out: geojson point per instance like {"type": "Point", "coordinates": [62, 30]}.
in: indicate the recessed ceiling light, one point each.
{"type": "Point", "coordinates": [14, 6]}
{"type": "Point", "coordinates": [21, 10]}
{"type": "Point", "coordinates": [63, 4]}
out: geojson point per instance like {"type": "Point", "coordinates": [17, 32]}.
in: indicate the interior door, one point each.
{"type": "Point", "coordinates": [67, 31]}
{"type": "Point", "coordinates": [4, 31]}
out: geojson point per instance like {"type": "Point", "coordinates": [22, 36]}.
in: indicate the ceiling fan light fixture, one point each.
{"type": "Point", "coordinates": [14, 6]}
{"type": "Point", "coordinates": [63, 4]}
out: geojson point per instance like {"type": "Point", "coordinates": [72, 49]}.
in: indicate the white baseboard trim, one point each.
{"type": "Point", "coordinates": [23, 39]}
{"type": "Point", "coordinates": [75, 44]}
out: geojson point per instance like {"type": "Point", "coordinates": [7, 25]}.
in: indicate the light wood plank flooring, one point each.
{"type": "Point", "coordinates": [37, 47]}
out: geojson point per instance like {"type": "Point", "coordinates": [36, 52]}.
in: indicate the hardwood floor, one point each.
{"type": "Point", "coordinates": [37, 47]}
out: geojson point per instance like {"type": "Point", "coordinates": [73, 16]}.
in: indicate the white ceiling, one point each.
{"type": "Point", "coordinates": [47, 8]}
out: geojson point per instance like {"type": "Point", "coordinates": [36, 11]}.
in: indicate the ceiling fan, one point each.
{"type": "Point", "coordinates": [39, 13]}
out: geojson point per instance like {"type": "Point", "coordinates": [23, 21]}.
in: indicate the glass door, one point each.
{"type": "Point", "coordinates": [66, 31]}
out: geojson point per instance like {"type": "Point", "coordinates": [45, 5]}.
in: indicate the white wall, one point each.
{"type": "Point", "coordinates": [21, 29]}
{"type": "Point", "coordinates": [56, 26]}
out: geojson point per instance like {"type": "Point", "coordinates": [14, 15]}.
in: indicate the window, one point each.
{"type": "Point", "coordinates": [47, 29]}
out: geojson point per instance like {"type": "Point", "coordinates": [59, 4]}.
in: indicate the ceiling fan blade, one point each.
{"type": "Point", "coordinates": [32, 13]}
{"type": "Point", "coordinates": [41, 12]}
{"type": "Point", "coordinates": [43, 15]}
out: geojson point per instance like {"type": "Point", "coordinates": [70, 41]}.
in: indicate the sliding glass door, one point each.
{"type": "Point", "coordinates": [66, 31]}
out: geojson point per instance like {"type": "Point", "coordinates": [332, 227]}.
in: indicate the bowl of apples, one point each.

- _Task directions_
Copy each entry above exactly, character for character.

- _Answer to this task_
out: geojson point per instance like {"type": "Point", "coordinates": [62, 30]}.
in: indicate the recessed ceiling light, one point each.
{"type": "Point", "coordinates": [14, 6]}
{"type": "Point", "coordinates": [21, 10]}
{"type": "Point", "coordinates": [63, 4]}
out: geojson point per instance like {"type": "Point", "coordinates": [17, 32]}.
in: indicate the interior door, one point each.
{"type": "Point", "coordinates": [67, 31]}
{"type": "Point", "coordinates": [4, 31]}
out: geojson point per instance like {"type": "Point", "coordinates": [22, 36]}.
in: indicate the ceiling fan light fixture, one point each.
{"type": "Point", "coordinates": [14, 6]}
{"type": "Point", "coordinates": [63, 4]}
out: geojson point per instance like {"type": "Point", "coordinates": [72, 49]}.
in: indicate the white baseboard trim, one point each.
{"type": "Point", "coordinates": [23, 39]}
{"type": "Point", "coordinates": [75, 44]}
out: geojson point per instance like {"type": "Point", "coordinates": [7, 25]}.
in: indicate the light wood plank flooring, one point each.
{"type": "Point", "coordinates": [37, 47]}
out: geojson point per instance like {"type": "Point", "coordinates": [36, 52]}.
in: indicate the hardwood floor, one point each.
{"type": "Point", "coordinates": [37, 47]}
out: geojson point per instance like {"type": "Point", "coordinates": [73, 16]}.
in: indicate the white ceiling, one point each.
{"type": "Point", "coordinates": [47, 8]}
out: geojson point per instance like {"type": "Point", "coordinates": [36, 11]}.
in: indicate the ceiling fan, one point each.
{"type": "Point", "coordinates": [39, 13]}
out: geojson point per instance like {"type": "Point", "coordinates": [23, 21]}.
in: indicate the glass door, one point each.
{"type": "Point", "coordinates": [66, 31]}
out: geojson point per instance like {"type": "Point", "coordinates": [45, 5]}.
in: indicate the white wall, one point each.
{"type": "Point", "coordinates": [21, 29]}
{"type": "Point", "coordinates": [56, 26]}
out: geojson point per instance like {"type": "Point", "coordinates": [14, 15]}.
in: indicate the window, one point each.
{"type": "Point", "coordinates": [47, 29]}
out: geojson point per instance like {"type": "Point", "coordinates": [59, 4]}.
in: indicate the ceiling fan blade, one point each.
{"type": "Point", "coordinates": [32, 13]}
{"type": "Point", "coordinates": [41, 12]}
{"type": "Point", "coordinates": [43, 15]}
out: geojson point per instance like {"type": "Point", "coordinates": [70, 41]}.
in: indicate the sliding glass door, one point each.
{"type": "Point", "coordinates": [66, 31]}
out: geojson point per instance like {"type": "Point", "coordinates": [332, 227]}.
in: indicate the bowl of apples, one point each.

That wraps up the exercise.